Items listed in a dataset
##########
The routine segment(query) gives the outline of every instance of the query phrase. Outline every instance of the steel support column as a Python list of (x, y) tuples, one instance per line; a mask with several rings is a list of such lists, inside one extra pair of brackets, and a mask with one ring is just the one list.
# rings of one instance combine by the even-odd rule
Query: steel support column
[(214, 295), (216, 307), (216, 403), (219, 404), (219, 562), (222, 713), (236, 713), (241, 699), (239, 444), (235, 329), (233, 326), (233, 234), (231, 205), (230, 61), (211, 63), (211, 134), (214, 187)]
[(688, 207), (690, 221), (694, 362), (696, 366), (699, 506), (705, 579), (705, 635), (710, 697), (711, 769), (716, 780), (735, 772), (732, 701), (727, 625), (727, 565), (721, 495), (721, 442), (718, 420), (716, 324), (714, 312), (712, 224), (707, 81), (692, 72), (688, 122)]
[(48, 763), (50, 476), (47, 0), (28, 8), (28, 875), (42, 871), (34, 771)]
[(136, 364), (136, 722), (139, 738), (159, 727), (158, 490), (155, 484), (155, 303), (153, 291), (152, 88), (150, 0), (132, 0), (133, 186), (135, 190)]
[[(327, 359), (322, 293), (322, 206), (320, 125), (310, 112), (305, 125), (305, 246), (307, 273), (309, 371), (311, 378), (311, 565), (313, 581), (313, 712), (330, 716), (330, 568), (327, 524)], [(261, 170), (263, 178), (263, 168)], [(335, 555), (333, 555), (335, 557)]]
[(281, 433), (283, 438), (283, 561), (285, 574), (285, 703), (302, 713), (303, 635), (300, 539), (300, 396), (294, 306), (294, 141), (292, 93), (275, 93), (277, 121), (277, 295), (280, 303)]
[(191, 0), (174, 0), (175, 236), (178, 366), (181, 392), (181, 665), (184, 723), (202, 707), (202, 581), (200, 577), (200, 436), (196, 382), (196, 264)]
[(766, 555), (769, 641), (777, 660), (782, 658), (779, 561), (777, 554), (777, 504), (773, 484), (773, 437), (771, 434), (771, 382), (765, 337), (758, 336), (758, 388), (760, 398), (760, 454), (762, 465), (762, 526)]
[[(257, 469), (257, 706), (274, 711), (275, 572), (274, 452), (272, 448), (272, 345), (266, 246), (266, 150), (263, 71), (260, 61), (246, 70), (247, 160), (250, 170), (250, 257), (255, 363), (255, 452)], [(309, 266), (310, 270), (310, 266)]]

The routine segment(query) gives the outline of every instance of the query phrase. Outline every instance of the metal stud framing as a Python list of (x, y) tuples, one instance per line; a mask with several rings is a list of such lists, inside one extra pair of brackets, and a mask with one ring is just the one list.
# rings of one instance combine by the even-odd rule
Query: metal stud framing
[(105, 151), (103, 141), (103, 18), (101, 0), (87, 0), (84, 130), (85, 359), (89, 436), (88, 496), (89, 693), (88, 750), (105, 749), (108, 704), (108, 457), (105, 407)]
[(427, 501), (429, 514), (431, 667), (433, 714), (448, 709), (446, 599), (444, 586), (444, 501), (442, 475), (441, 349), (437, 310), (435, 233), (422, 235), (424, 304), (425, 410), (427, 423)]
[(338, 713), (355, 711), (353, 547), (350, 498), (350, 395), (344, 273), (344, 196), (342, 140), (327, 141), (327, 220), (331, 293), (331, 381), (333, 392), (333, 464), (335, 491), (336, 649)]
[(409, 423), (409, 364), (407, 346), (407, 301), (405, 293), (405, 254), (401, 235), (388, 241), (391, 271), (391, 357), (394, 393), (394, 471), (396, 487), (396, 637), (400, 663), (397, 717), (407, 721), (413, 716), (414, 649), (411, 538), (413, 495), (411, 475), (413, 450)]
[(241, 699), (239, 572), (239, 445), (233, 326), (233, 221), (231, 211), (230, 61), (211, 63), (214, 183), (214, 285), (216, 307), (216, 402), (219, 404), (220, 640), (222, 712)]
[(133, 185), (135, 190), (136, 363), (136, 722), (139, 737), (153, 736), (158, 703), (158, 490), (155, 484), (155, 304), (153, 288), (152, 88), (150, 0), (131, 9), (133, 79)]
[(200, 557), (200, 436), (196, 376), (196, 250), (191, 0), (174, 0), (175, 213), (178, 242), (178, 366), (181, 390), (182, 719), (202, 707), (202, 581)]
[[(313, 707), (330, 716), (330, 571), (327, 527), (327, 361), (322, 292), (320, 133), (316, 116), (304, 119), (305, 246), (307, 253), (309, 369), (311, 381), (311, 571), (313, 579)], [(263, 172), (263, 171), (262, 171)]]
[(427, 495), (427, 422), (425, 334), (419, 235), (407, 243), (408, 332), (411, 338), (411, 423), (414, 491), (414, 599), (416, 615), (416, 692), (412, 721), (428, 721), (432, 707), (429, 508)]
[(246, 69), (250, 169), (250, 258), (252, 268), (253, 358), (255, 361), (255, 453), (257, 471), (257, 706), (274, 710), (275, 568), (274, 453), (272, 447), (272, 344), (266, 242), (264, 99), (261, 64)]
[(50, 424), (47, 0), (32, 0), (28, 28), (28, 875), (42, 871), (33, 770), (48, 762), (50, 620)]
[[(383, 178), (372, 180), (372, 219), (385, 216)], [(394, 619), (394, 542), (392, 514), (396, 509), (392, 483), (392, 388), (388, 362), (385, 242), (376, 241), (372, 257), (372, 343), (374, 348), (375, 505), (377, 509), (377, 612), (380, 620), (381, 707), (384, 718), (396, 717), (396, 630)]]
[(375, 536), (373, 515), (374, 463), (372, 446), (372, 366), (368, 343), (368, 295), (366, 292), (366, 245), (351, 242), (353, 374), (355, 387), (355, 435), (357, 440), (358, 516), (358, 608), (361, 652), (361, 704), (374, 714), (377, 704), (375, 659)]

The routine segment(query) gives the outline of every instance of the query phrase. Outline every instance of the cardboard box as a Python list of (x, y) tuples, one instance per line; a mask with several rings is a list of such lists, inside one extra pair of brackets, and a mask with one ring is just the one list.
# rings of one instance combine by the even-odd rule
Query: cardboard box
##########
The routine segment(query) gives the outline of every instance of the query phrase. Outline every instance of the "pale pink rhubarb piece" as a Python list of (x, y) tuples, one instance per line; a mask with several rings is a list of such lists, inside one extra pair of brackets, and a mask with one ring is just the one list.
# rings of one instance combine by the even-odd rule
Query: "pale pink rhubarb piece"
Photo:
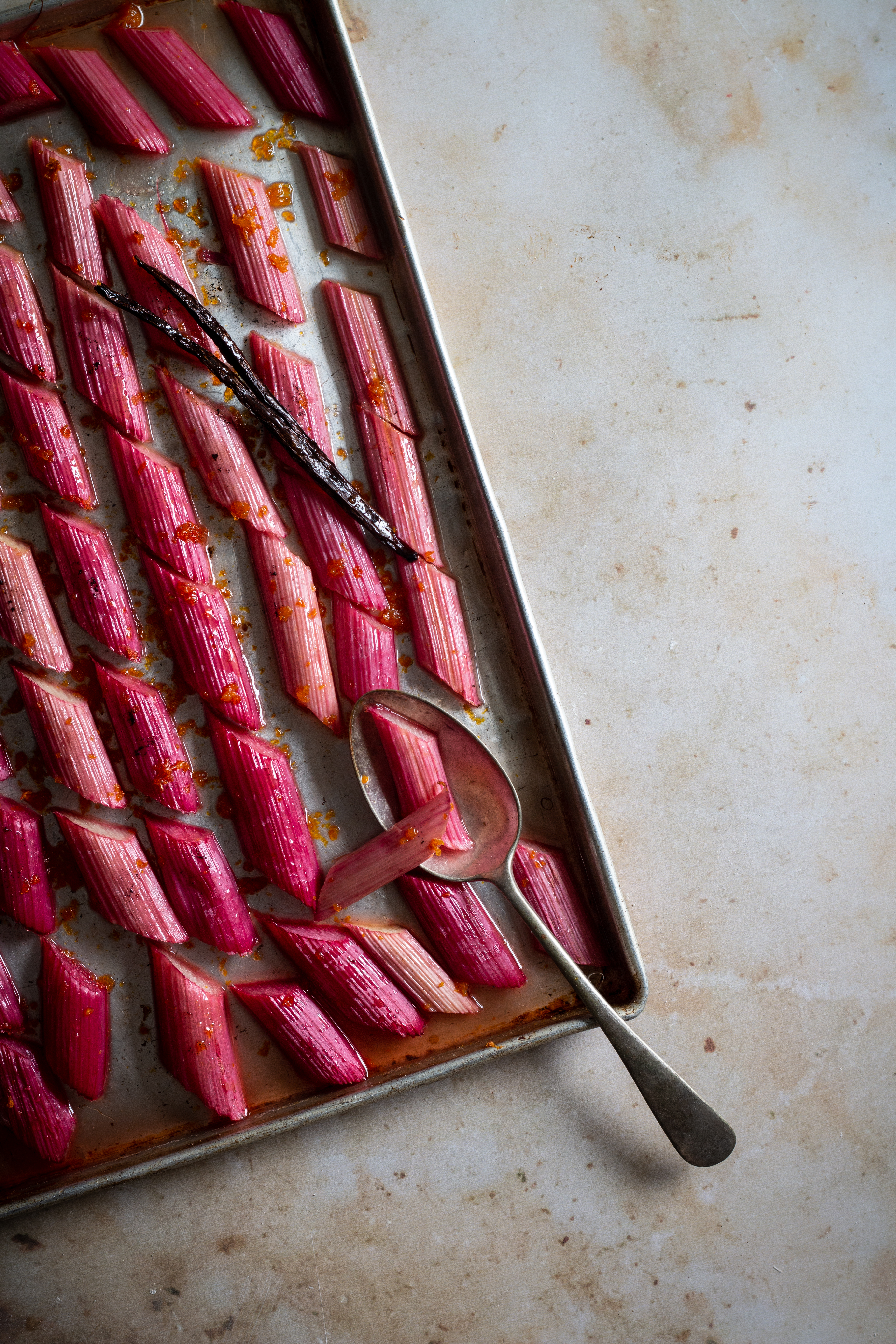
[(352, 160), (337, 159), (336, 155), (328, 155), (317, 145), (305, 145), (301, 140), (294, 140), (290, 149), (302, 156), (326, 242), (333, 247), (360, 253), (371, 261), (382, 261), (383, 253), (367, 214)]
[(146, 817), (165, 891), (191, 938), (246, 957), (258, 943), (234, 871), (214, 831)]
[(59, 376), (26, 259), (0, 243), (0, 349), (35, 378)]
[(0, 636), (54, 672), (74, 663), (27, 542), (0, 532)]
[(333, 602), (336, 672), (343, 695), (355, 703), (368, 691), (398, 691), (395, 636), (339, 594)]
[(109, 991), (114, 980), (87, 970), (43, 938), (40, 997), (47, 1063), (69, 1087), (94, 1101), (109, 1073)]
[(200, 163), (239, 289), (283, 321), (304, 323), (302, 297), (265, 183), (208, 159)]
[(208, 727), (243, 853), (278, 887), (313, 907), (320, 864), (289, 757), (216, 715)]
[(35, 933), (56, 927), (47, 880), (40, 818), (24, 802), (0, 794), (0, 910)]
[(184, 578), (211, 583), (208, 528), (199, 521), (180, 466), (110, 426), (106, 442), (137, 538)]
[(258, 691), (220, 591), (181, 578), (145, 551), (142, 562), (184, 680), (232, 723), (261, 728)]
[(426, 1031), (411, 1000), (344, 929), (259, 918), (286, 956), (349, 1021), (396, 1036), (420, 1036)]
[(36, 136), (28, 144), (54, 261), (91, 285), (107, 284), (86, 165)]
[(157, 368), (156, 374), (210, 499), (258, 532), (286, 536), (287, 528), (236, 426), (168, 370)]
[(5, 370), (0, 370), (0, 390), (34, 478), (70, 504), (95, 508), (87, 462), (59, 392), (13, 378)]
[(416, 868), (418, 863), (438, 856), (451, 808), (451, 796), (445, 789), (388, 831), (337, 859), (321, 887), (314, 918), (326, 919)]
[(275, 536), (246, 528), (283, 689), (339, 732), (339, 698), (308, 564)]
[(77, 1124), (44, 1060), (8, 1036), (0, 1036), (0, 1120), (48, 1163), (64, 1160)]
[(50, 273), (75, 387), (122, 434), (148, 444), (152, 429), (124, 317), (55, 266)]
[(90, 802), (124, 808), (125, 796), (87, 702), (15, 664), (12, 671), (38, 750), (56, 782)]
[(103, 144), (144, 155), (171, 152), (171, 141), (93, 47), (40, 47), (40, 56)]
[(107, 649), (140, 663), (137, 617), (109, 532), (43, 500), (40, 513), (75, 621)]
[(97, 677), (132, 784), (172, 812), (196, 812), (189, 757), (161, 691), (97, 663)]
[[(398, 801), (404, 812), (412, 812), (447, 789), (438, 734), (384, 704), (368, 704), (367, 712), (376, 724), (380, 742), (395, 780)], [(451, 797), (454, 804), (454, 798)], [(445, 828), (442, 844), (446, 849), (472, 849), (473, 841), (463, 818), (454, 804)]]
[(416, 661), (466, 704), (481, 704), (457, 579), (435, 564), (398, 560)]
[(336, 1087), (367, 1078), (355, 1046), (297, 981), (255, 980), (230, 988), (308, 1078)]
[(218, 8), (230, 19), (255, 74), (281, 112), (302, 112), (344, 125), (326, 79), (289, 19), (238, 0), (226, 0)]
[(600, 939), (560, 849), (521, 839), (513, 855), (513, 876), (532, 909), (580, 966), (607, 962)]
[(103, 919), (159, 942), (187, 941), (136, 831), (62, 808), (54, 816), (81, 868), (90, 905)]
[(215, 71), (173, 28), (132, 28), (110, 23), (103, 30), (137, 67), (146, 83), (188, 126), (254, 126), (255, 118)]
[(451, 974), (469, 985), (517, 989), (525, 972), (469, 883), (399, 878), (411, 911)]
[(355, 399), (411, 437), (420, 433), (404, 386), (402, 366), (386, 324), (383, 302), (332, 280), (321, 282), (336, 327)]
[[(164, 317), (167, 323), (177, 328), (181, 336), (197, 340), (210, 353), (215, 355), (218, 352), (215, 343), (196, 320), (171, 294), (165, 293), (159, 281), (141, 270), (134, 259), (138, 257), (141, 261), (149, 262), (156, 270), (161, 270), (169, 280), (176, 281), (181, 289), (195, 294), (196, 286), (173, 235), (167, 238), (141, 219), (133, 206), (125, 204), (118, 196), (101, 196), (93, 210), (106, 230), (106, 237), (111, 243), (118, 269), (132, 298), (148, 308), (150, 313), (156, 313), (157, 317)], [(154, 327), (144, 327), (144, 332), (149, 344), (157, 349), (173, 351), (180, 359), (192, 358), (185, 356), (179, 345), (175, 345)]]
##########
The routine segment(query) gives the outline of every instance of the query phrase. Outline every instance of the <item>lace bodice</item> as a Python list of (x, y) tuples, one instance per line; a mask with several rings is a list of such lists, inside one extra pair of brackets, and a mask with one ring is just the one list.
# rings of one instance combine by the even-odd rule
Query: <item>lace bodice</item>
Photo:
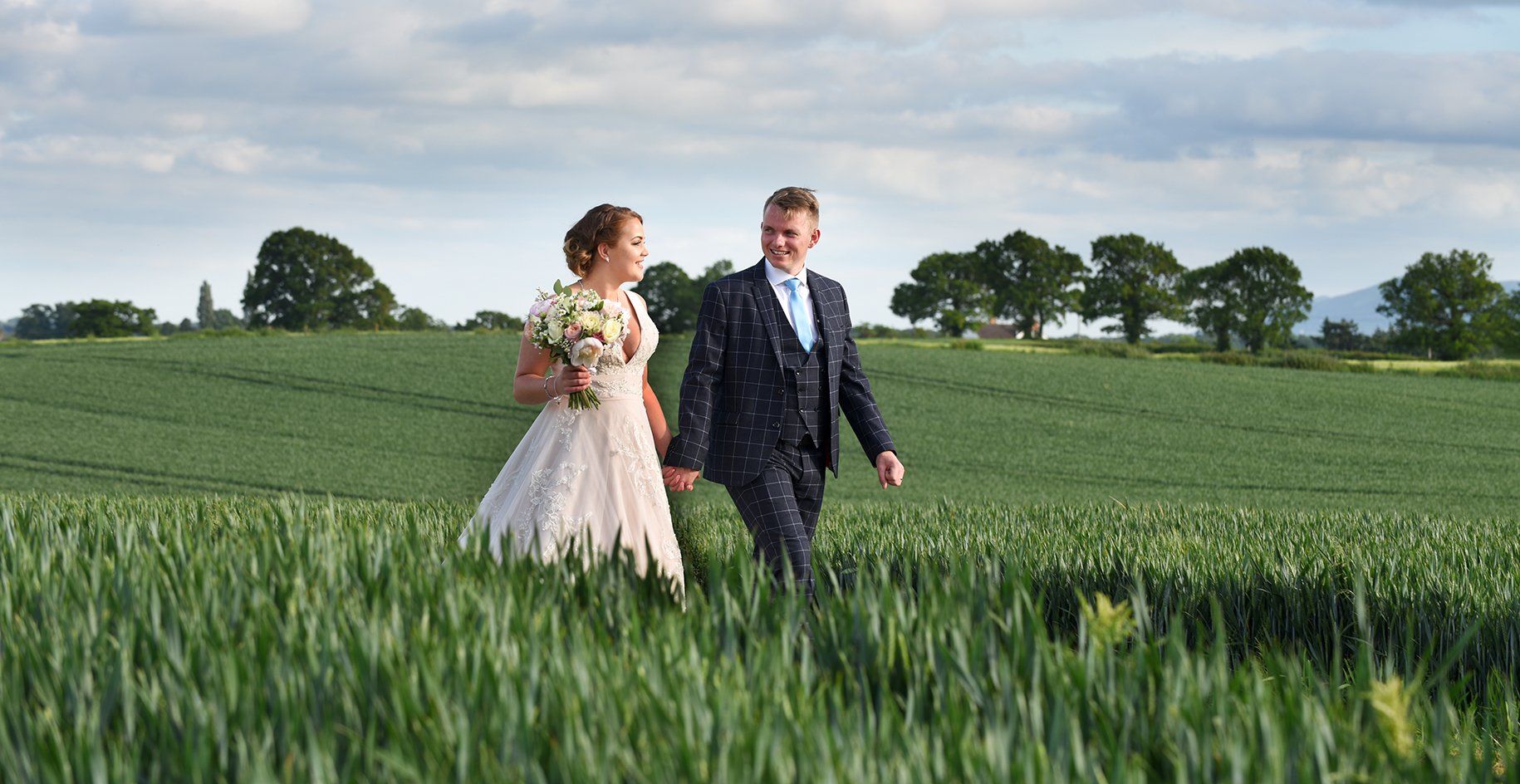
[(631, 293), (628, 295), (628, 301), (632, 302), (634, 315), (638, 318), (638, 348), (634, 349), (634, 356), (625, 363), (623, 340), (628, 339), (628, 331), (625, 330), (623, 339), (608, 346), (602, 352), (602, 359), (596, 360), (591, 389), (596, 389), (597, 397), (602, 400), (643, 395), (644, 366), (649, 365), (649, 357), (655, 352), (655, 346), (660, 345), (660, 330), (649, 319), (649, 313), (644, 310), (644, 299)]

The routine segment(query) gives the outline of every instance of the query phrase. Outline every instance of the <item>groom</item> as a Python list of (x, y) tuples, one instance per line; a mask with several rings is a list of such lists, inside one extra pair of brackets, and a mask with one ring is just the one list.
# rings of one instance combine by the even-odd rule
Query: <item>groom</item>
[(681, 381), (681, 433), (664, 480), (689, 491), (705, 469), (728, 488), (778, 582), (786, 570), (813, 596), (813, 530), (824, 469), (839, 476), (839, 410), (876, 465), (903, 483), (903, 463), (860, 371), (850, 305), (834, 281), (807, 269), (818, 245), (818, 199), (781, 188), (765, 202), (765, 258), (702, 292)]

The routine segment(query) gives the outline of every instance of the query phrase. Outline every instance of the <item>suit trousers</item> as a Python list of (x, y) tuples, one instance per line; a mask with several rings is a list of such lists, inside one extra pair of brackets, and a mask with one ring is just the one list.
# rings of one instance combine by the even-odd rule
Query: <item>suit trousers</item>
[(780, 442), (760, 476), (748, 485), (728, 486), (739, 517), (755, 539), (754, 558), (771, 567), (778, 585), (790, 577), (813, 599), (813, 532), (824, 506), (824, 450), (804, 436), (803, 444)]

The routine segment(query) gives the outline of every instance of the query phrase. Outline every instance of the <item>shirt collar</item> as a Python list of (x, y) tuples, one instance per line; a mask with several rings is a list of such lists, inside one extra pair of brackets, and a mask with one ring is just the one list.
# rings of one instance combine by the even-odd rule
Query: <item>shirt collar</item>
##########
> _Objective_
Rewrite the material from the line containing "of the metal" through the line containing "475), (413, 450)]", changing "metal stud framing" to "steel stud framing" and leaving everything else as it is.

> _Solution for this problem_
The routine segment(query) gives the outline of every instance of the query phrase. Outline every instance of the steel stud framing as a Python list of (x, y) tuples, one instance per line; a mask with several rings is a list of such lists, inside one extra pair of brackets, and a mask with one ring is just the one list.
# rings of one instance combine by the even-odd rule
Query: steel stud framing
[(105, 151), (103, 141), (103, 18), (101, 0), (87, 0), (84, 130), (85, 359), (89, 436), (88, 496), (89, 693), (88, 750), (105, 749), (108, 704), (108, 457), (105, 407)]
[(427, 501), (429, 514), (431, 667), (433, 714), (448, 709), (446, 599), (444, 586), (444, 501), (442, 475), (441, 349), (437, 310), (435, 233), (422, 235), (424, 304), (425, 410), (427, 423)]
[(338, 713), (355, 711), (353, 547), (350, 498), (350, 395), (344, 273), (344, 196), (342, 140), (327, 141), (327, 220), (331, 293), (331, 381), (333, 392), (333, 464), (335, 491), (336, 649)]
[(409, 423), (409, 364), (407, 346), (407, 301), (405, 293), (405, 254), (401, 235), (388, 241), (391, 271), (391, 357), (394, 393), (394, 471), (396, 487), (396, 637), (400, 663), (397, 717), (407, 721), (413, 716), (414, 649), (411, 538), (413, 495), (411, 475), (413, 450)]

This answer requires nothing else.